• **CONSIGNE**
Reprenez le passage sur les services publics en milieu rural juste après sa dernière phrase et poursuivez-en le fil.

• **PASSAGE**
Dans une récente enquête intitulée Les Filles du coin : vivre et grandir en milieu rural, la sociologue Yaëlle Amsellem-Mainguy décrit l’impact de l’éloignement et de l’absence des services publics sur les jeunes filles de milieu populaire en zone rurale. Celles-ci se trouvent confrontées à l’injonction sociale au départ vers les métropoles, car, dans leur village, elles ne se sentent pas prioritaires dans les politiques publiques. Que leur répondez-vous ?
Les maisons France Services imposent aux collectivités une prise en charge financière excessive, alors qu’elles assurent de nombreuses démarches de l’administration d’État. Comment justifier de telles inégalités territoriales, conséquences de ce désengagement ?
L’aménagement du territoire est vu comme une politique de soutien aux projets proposés par certains acteurs locaux, en compétition pour obtenir le précieux sésame financier, et non plus comme un réel accompagnement d’ingénierie territoriale. Comment comptez-vous améliorer l’accessibilité et la lisibilité des moyens mis à la disposition des petites collectivités ?
M. le président. La parole est à M. le secrétaire d’État.

• **DONNÉES FOURNIES**
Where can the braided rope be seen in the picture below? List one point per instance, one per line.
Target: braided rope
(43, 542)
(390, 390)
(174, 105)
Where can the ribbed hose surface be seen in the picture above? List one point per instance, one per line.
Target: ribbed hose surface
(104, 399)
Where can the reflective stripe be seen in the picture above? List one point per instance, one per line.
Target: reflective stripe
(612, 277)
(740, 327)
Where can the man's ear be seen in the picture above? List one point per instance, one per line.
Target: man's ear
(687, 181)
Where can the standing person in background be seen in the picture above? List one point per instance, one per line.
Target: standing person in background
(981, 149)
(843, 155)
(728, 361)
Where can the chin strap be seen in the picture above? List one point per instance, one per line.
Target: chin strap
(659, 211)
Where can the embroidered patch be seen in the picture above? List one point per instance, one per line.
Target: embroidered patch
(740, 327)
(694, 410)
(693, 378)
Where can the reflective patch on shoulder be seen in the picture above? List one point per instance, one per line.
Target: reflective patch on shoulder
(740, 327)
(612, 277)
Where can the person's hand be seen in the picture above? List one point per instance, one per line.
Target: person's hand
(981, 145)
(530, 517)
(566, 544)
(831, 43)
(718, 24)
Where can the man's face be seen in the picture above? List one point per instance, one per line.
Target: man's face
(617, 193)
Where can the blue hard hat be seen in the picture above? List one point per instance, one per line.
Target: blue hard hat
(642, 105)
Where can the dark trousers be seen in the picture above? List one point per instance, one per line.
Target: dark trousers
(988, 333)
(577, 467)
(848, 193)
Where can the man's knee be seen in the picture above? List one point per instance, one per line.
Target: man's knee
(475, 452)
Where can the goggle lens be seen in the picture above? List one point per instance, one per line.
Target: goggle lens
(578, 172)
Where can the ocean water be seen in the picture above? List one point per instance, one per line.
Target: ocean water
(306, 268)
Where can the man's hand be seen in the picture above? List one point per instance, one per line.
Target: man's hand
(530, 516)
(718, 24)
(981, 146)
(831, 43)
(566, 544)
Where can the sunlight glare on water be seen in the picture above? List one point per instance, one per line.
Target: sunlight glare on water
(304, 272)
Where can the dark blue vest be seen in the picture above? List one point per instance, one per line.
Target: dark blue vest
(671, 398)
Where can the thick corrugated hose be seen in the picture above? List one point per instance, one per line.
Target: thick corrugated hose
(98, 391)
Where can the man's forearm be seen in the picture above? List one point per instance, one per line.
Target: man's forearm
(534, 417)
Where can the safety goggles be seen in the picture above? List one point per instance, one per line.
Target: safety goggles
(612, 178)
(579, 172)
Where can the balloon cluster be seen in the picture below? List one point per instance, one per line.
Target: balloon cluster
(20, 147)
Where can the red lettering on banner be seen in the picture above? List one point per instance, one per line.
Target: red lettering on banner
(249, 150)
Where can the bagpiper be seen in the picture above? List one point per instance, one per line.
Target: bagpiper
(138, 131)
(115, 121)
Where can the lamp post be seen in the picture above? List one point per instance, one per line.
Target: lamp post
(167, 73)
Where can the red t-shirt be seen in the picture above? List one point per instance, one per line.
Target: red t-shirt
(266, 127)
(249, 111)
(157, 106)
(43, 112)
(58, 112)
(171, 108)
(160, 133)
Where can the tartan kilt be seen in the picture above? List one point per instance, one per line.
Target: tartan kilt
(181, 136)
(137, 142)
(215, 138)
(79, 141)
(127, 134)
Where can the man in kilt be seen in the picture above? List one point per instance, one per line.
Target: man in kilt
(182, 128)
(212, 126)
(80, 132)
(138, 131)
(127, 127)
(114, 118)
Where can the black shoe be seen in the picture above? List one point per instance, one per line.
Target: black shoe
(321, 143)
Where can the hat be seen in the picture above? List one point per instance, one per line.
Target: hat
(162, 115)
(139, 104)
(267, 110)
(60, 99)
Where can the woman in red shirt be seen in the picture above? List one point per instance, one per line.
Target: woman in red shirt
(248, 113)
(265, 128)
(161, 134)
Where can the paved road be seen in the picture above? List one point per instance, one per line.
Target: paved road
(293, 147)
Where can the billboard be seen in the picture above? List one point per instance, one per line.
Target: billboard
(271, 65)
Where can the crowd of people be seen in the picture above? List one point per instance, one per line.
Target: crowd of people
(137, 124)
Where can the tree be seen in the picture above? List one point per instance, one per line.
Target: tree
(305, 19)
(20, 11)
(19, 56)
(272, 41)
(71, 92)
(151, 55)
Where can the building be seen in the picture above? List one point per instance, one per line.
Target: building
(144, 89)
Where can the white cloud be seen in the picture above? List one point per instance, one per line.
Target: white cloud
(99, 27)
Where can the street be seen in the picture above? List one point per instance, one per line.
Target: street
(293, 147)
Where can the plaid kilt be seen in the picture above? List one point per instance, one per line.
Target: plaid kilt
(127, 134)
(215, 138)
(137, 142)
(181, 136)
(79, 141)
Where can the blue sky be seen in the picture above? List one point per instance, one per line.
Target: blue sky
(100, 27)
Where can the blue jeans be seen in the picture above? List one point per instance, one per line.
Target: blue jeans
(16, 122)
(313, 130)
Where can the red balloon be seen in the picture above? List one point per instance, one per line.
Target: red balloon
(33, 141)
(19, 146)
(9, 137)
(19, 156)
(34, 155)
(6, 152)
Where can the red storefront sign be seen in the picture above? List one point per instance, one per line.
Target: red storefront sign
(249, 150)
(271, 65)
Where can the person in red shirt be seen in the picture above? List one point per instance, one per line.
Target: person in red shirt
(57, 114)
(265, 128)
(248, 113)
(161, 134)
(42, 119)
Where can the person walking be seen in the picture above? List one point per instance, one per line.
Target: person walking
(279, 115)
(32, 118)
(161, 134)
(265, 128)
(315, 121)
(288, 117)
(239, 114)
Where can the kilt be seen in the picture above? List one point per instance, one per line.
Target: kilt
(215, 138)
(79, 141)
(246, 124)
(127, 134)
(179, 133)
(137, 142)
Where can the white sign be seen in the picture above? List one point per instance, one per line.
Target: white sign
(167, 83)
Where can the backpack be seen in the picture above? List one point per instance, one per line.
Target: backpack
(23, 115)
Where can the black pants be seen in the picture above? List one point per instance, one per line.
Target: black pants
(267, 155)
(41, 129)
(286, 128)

• **PRODUCTION ATTENDUE**
M. Joël Giraud, secrétaire d’État auprès de la ministre de la cohésion des territoires et des relations avec les collectivités territoriales, chargé de la ruralité. Madame la sénatrice Gréaume, vous avez raison de souligner que le programme Action cœur de ville ne concernait que 222 villes moyennes à l’origine, alors que la dévitalisation en touche beaucoup d’autres. C’est d’ailleurs la raison pour laquelle a été créé le programme Petites Villes de demain, qui concerne 1 623 villes à ce jour, réparties sur l’ensemble du territoire. Ces dernières se voient proposer un accompagnement très renforcé sur les thématiques prioritaires pour les élus : sécurité, patrimoine, commerce, habitat.
Finalement, j’ai envie de dire que vous validez notre méthode, celle du partenariat et de l’interministériel. C’est la fin du travail en silo, qui a toujours posé des problèmes en matière de politiques publiques et d’administration.
Sur les fermetures de services publics dans les territoires ruraux, ce gouvernement est quand même à l’origine d’une inflexion – la première depuis de nombreuses années – dans la dynamique de baisse des effectifs dans ces territoires. Cette volonté d’y réarmer l’État a d’ailleurs été réaffirmée par le Premier ministre lors du comité interministériel de la transformation publique (CITP) du 5 février dernier, et elle se manifeste par la création de 2 500 emplois dans les services déconcentrés de l’État, ainsi que par la délocalisation de certains services d’administration centrale.
La réforme de la DGFiP que vous avez évoquée in fine a donné plus de stabilité au service public en sortant d’une logique de baisse au coup par coup pour privilégier des conventions départementales avec engagement de ne pas modifier les implantations durant six ans. Cependant, je vais examiner de plus près les questions de remise des dépôts aux comptables publics dans un certain nombre de secteurs où la confusion entre La Poste et La Banque postale pose parfois quelques problèmes.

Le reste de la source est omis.